* SET TASK:
Rewrite the post on experimental game mechanics from "Jenova explained that" up to and including "a peaceful experience.", swapping "prototypes" for "test builds".

April 1, 2009

Experimental Game Mechanics, GDC

The GDC panel that engaged me most was the one on experimental game mechanics, moderated by Jonathan Blow (Braid). I appreciate both its exposing me to really innovative game mechanics and its providing a really helpful chance to see and hear about the process(es) developers follow to develop a germ of an idea into prototype(s) and game. (Several of the featured projects were unfinished and are, as yet, more mechanics than games).

Since I was already familiar with the mechanics in the work of the two featured USC affiliates (Ian Dallas and Jenova Chen), I learned the most from what they revealed re: their development processes. Ian explained that, to his mechanic that revealed – via spurts of what appeared to be thrown black paint -- the dimensions and depth of, and shapes in, a wholly white seemingly 2d space, he’d added a narrative: a boy’s search for a swan. Over time, he too had made peace with deploying his mechanic toward creating (at least some) puzzle games, even if he’d first vigorously avoided them.

Jenova explained that his process began with, and centers around, the experience he wants his game to deliver. That Flower – intended to create a free space “filled with love” – ultimately created a game that resembled Flow [plus 3d movement, minus AI] was a consequence of his process and its logic that drove it. Next he presented a series of prototypes – first built in Processing (!) and later in XNA – through which he and Nick Clark worked to design game play. He explained that they’d rejected a few– e. g one centering game play in the player’s/wind’s depositing seeds on a field, another requiring players’ deposit petals into orbs – because they worked against their basic goal of creating a peaceful experience.

* RECORDS:
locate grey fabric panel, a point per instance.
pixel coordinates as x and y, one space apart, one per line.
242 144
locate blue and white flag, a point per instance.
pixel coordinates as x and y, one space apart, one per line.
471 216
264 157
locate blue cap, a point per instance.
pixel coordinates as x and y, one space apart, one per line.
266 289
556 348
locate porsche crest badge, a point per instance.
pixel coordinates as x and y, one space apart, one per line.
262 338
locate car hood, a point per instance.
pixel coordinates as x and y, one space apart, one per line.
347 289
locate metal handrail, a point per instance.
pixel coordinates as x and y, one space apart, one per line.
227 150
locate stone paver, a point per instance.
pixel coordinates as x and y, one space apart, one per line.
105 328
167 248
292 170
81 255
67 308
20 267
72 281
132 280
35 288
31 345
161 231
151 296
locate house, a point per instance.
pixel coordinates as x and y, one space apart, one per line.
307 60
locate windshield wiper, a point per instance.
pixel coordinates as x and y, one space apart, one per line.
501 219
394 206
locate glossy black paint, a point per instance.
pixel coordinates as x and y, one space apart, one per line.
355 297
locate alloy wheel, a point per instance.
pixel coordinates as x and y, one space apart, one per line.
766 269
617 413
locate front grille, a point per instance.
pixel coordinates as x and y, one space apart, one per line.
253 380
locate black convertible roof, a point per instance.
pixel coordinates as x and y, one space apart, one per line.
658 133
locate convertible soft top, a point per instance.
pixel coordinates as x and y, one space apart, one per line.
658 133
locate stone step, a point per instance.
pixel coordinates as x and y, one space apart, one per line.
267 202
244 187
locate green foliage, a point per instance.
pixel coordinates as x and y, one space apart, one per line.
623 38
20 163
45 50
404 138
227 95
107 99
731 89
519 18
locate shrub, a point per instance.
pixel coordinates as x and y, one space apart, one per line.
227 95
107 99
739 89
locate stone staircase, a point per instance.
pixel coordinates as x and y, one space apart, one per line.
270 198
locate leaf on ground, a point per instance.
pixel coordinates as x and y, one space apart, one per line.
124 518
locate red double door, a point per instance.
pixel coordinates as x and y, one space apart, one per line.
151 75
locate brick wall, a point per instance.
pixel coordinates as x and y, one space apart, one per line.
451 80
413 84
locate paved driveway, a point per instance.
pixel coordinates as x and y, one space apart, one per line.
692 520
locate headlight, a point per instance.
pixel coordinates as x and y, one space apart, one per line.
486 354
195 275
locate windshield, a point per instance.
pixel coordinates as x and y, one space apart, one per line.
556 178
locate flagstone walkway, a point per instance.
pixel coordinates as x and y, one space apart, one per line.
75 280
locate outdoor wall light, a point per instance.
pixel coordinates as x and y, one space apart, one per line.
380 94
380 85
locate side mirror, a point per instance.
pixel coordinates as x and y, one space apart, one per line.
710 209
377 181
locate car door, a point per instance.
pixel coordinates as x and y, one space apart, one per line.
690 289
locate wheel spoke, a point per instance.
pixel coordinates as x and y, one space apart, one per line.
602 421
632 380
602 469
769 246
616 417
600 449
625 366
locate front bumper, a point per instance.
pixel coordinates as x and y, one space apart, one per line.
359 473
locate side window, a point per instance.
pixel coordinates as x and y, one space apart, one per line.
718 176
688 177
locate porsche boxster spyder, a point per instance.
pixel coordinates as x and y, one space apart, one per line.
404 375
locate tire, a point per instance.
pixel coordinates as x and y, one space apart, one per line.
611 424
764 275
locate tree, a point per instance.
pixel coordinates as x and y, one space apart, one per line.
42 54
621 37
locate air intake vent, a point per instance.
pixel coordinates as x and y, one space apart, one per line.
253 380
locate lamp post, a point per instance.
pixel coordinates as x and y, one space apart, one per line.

* THE ANSWER:
Jenova explained that his process began with, and centers around, the experience he wants his game to deliver. That Flower – intended to create a free space “filled with love” – ultimately created a game that resembled Flow [plus 3d movement, minus AI] was a consequence of his process and its logic that drove it. Next he presented a series of test builds – first built in Processing (!) and later in XNA – through which he and Nick Clark worked to design game play. He explained that they’d rejected a few– e. g one centering game play in the player’s/wind’s depositing seeds on a field, another requiring players’ deposit petals into orbs – because they worked against their basic goal of creating a peaceful experience.